Code Documentation

config.config(filename='database.ini', section='postgresql')

This function is used to pick the configuration from the section in the provided file

Parameters
  • filename – The path of the file which contains the configurations

  • section – The section inside the file which contains the configuration needed to connect to the database

Returns

the database config needed to connect

connect_database.connect_and_fetch_data(query, params)

This function is used to connect to the database and fetch the rows from the database, given the query and config params of the database.

Parameters
  • query – The select query to be used to fetch data

  • params – The parameters used to contact the database server

Returns

list of rows in database fetched from the query

data_pre_processing.clean_data(X)

This function is used to clean the data in the dataset

Parameters

X – the dataframe containing the features of the datapoints

Returns

the dataframe with the clean, processed values of the features

data_pre_processing.clean_labels(Y)

This function is used to clean the labels in the dataset

Parameters

Y – the array containing the labels of the datapoints

Returns

the array of cleaned labels of the datapoints

data_pre_processing.split_train_test(X, Y, ratio=0.3)

This function is used to split the dataset into training and testing dataset

Parameters
  • X – the feature set of the datapoints for regression prediction

  • Y – the labels of the datapoints

  • ratio – the test dataset ratio

Returns

the training and testing datasets

regression_model.regression_model_fit(X, Y, model=LinearRegression(copy_X=True, fit_intercept=True, n_jobs=None, normalize=False))

This function is used to fit the provided model with the training dataset provided

Parameters
  • X – the feature set of the datapoints for regression prediction

  • Y – the labels of the datapoints

  • model – The regression model to be used

Returns

the fitted regression model

regression_model.regression_model_predict(X, model)

This function is used to predict the labels for the test dataset provided

Parameters
  • X – The feature set for which the prediction is to be made

  • model – The regression model used for the result

Returns

The Y labels predicted by the model

error_analysis.get_error(Y_pred, Y_test)

This function is get the mean absolute error between the predicted label and the actual label

Parameters
  • Y_pred – The predicted labels from the regression model

  • Y_test – The actual labels from the dataset

Returns

The mean absolute error value

plot_results.plot(X, Y, Y_predicted, Y_baseline, X_label, Y_label, title)

This function plots the graph, given the data values

Parameters
  • X – the feature value array to be plotted on X-axis

  • Y – the true label value array to be plotted on Y-axis

  • Y_predicted – the predicted label value array to be plotted on Y-axis

  • Y_baseline – the baseline label value array to be plotted on Y-axis

  • X_label – The label name to be used for X-axis

  • Y_label – The label name to be used for Y-axis

  • title – The title of the plot

Returns

None
== == ==
- [Given instruction a]:
List every module name that appears before a dot in the function signatures of the code documentation above.

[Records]
== == ==
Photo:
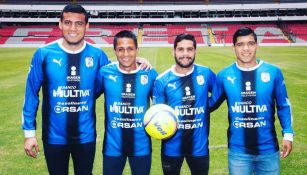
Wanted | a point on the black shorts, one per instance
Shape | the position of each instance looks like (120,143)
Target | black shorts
(199,165)
(57,158)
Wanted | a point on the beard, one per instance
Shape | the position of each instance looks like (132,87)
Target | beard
(75,42)
(189,64)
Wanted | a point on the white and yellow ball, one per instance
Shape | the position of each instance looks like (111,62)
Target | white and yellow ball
(160,121)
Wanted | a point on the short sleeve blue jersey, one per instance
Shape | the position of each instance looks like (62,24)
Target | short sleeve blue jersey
(127,97)
(251,97)
(188,95)
(68,87)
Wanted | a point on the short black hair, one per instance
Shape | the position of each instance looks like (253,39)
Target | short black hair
(184,36)
(243,31)
(74,8)
(125,34)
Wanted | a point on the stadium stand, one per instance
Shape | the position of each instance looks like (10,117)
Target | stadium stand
(33,23)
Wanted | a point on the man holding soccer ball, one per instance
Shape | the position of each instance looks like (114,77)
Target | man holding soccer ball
(127,90)
(185,87)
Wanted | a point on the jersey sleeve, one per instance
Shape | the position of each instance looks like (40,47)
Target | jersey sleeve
(31,100)
(103,59)
(158,92)
(153,76)
(218,94)
(284,110)
(99,83)
(212,78)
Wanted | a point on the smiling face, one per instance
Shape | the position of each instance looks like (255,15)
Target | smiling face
(73,28)
(245,49)
(126,52)
(184,54)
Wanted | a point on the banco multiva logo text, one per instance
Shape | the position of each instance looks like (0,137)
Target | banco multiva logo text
(126,108)
(189,110)
(248,107)
(70,91)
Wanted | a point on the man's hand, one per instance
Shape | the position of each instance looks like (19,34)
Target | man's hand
(286,148)
(145,64)
(31,147)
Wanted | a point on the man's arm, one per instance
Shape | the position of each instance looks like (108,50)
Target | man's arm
(31,101)
(217,95)
(158,92)
(145,64)
(284,112)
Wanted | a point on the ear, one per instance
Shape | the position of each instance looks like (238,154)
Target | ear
(87,26)
(173,52)
(60,25)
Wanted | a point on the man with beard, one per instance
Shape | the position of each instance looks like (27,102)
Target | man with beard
(66,71)
(254,90)
(185,87)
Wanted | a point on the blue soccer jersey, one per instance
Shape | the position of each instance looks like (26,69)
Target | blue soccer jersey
(188,95)
(251,97)
(68,87)
(127,97)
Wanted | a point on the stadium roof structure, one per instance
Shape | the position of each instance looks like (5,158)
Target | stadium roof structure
(143,12)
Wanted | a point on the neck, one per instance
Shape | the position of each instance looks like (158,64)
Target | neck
(72,47)
(247,65)
(128,69)
(183,70)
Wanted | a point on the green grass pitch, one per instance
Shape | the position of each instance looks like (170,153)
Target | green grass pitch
(14,64)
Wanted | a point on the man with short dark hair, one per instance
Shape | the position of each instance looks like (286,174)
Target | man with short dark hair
(65,70)
(185,87)
(253,89)
(127,90)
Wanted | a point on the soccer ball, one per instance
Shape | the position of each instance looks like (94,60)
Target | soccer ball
(160,121)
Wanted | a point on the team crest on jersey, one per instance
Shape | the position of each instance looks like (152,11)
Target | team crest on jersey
(144,79)
(89,62)
(200,79)
(265,77)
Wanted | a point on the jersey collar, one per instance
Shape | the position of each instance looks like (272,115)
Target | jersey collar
(125,72)
(60,41)
(251,68)
(181,75)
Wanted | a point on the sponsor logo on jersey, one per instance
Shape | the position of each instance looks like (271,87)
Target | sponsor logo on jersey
(144,79)
(187,110)
(61,109)
(190,124)
(126,123)
(254,124)
(70,91)
(188,96)
(89,62)
(248,90)
(248,107)
(200,79)
(57,61)
(231,79)
(30,68)
(111,77)
(265,77)
(128,93)
(172,85)
(73,74)
(123,108)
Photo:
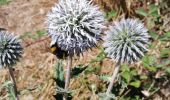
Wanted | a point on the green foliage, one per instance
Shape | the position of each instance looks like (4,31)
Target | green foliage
(105,96)
(37,35)
(76,71)
(100,57)
(105,78)
(4,2)
(59,73)
(149,62)
(165,53)
(8,85)
(111,14)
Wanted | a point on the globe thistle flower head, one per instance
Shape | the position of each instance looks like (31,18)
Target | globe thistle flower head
(10,49)
(126,41)
(75,25)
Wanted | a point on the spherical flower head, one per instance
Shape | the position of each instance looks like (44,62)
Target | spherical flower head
(10,49)
(126,41)
(75,25)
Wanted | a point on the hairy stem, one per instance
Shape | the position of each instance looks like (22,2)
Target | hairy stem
(115,72)
(68,70)
(14,82)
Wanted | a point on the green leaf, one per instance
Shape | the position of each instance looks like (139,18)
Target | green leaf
(136,83)
(77,70)
(142,12)
(125,67)
(100,57)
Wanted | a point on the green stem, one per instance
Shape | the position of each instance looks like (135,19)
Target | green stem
(115,72)
(68,70)
(14,82)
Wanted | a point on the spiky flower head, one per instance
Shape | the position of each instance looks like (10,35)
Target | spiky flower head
(126,41)
(10,49)
(75,25)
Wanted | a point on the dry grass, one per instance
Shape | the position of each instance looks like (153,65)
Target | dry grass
(35,73)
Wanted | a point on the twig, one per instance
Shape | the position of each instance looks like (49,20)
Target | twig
(115,72)
(68,70)
(14,82)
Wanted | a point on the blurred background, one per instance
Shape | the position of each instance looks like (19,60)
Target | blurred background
(148,79)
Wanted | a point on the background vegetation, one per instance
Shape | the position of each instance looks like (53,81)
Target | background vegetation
(39,71)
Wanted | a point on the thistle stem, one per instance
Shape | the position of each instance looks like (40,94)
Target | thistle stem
(14,82)
(115,72)
(68,70)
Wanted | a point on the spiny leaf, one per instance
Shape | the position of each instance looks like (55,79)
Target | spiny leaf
(78,70)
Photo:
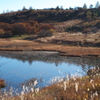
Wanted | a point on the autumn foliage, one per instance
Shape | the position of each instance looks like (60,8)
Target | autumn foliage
(8,30)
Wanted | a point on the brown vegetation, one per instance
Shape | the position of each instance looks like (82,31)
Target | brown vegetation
(24,45)
(82,88)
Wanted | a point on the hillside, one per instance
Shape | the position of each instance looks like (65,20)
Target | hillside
(55,15)
(78,27)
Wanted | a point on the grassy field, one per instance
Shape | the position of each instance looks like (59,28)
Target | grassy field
(74,88)
(25,45)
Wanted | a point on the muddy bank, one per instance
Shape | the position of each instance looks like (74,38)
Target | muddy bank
(52,57)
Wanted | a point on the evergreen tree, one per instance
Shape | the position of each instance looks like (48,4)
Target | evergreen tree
(24,8)
(85,6)
(91,6)
(97,4)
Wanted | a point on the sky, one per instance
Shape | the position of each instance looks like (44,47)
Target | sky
(15,5)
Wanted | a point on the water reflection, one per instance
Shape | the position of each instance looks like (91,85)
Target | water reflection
(23,67)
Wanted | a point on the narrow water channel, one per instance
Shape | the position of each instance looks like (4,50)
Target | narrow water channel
(23,67)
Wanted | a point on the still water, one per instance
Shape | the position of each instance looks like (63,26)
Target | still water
(19,68)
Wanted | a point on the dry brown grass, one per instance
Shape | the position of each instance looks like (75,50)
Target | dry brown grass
(83,88)
(24,45)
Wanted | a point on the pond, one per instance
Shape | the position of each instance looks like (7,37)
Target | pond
(18,68)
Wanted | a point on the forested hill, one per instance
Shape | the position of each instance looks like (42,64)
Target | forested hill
(50,15)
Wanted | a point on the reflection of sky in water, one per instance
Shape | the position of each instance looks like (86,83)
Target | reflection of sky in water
(16,72)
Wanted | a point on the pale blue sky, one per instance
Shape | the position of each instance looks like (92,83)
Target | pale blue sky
(40,4)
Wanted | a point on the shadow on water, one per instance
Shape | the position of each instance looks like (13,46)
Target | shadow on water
(49,58)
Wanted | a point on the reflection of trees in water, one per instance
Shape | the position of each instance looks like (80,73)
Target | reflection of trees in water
(2,84)
(86,63)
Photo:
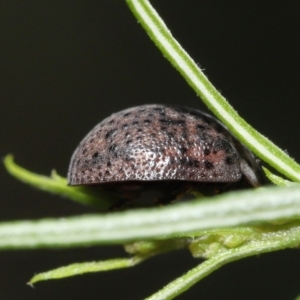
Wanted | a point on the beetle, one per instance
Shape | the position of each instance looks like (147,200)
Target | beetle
(168,149)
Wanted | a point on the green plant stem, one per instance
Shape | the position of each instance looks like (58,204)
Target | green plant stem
(189,219)
(179,58)
(58,185)
(259,243)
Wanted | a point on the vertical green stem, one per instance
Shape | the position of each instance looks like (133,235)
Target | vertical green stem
(171,49)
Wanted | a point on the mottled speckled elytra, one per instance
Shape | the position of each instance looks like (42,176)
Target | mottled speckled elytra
(168,149)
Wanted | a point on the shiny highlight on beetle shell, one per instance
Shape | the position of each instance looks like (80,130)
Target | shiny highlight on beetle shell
(160,142)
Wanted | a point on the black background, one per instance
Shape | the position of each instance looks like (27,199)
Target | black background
(65,65)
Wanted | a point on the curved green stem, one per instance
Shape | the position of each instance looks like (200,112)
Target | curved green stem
(179,58)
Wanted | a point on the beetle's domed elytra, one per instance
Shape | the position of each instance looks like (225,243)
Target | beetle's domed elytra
(158,142)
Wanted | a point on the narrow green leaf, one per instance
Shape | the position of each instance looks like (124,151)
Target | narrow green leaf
(58,185)
(87,267)
(278,180)
(179,58)
(258,244)
(186,219)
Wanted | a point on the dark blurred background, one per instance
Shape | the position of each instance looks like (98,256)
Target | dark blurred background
(65,65)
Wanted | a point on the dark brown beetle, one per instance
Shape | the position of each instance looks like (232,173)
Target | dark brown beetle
(168,149)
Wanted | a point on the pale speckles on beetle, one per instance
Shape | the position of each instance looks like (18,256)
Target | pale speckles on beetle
(171,149)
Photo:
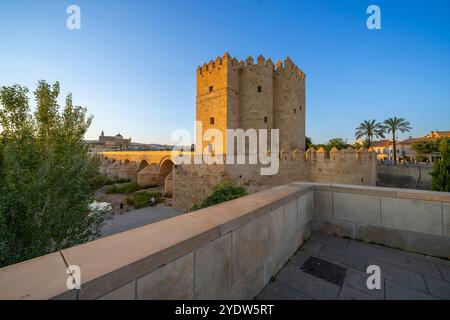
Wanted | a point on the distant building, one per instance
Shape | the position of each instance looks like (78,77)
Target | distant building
(108,143)
(406,146)
(383,148)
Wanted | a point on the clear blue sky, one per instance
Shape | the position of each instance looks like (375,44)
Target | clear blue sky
(133,63)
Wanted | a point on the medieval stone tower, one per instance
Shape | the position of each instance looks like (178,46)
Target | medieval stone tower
(245,94)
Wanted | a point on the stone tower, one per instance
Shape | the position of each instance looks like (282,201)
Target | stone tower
(249,94)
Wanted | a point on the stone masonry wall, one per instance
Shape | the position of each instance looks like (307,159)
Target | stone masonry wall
(231,250)
(400,176)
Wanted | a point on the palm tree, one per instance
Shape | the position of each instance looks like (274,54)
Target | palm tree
(370,129)
(393,125)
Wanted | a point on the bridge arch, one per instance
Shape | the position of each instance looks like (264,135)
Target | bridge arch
(166,167)
(142,164)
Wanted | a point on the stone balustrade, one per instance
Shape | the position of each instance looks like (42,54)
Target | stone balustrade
(231,250)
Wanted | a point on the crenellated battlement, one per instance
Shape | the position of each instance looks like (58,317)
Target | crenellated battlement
(249,63)
(344,155)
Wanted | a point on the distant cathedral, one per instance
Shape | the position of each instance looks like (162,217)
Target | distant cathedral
(108,143)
== == ==
- [Given instruction b]:
Count the lines of the records that contain the string "bridge", treating case as significant. Give only the number.

- [Worked solution a]:
config
connect_database
data_pre_processing
regression_model
error_analysis
plot_results

- [Worked solution b]:
2